◆ STORED DATA:
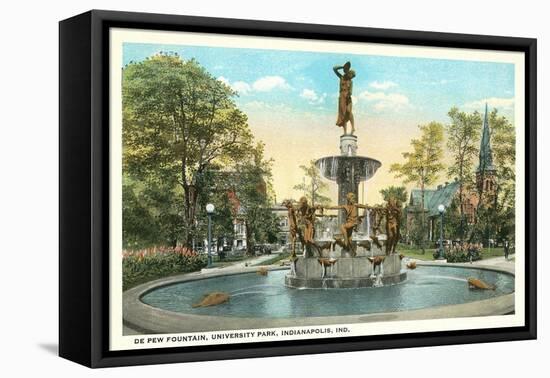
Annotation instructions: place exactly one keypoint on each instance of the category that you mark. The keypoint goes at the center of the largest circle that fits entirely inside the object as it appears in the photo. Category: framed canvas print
* * *
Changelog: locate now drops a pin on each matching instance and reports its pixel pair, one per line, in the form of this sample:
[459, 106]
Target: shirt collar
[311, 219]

◆ EXERCISE PROMPT: Write only the number of lines in the entries that contain the word "instance".

◆ SOLUTION TO THE EXERCISE: 2